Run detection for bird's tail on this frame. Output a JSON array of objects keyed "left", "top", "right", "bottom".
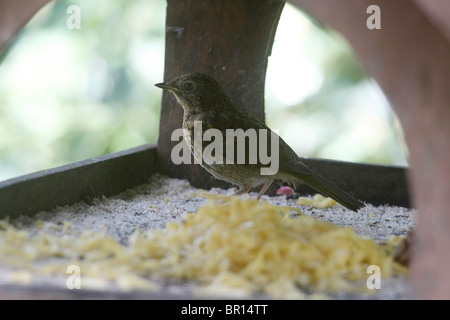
[{"left": 293, "top": 172, "right": 364, "bottom": 212}]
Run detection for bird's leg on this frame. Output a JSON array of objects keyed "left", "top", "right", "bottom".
[
  {"left": 256, "top": 180, "right": 273, "bottom": 200},
  {"left": 234, "top": 185, "right": 252, "bottom": 196}
]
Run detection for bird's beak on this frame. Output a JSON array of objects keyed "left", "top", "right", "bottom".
[{"left": 155, "top": 82, "right": 180, "bottom": 92}]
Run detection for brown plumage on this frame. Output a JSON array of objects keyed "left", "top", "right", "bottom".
[{"left": 156, "top": 73, "right": 364, "bottom": 211}]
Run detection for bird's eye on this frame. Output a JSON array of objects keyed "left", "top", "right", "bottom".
[{"left": 183, "top": 81, "right": 195, "bottom": 92}]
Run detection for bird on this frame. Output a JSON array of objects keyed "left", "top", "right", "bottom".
[{"left": 155, "top": 72, "right": 364, "bottom": 212}]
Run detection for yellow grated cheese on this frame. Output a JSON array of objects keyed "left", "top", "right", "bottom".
[
  {"left": 298, "top": 194, "right": 339, "bottom": 209},
  {"left": 0, "top": 195, "right": 404, "bottom": 299}
]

[Written problem] Lay out all the lines above as a numbered list, leaving out blank lines and the picture.

[Reply]
1. Run detection for bird's tail on this frame. Output a JSON array of objects keyed "left", "top", "right", "bottom".
2. [{"left": 293, "top": 172, "right": 364, "bottom": 212}]
3. Run detection for bird's leg on this frame. Output a JSON array of objects keyed "left", "top", "right", "bottom".
4. [
5.   {"left": 256, "top": 180, "right": 273, "bottom": 200},
6.   {"left": 234, "top": 185, "right": 252, "bottom": 196}
7. ]
8. Run detection for bird's beak on this frame. Output a JSON array of objects keyed "left", "top", "right", "bottom".
9. [{"left": 155, "top": 82, "right": 180, "bottom": 92}]
10. Run detection for brown plumage on this frame. Output a JSON array of objects keyed "left", "top", "right", "bottom".
11. [{"left": 156, "top": 73, "right": 364, "bottom": 211}]
12. Run detection for bird's eye on this frame. Output a JSON array of objects keyed "left", "top", "right", "bottom".
13. [{"left": 183, "top": 81, "right": 195, "bottom": 92}]
14. Run detection for bird on this frame. Output a JSON array of objects keyed "left", "top", "right", "bottom".
15. [{"left": 155, "top": 72, "right": 364, "bottom": 212}]
16. Run detection for yellow grated cheese on this frame. Output a JSON array of objects keyed "left", "top", "right", "bottom".
17. [
18.   {"left": 298, "top": 194, "right": 339, "bottom": 209},
19.   {"left": 0, "top": 195, "right": 404, "bottom": 299}
20. ]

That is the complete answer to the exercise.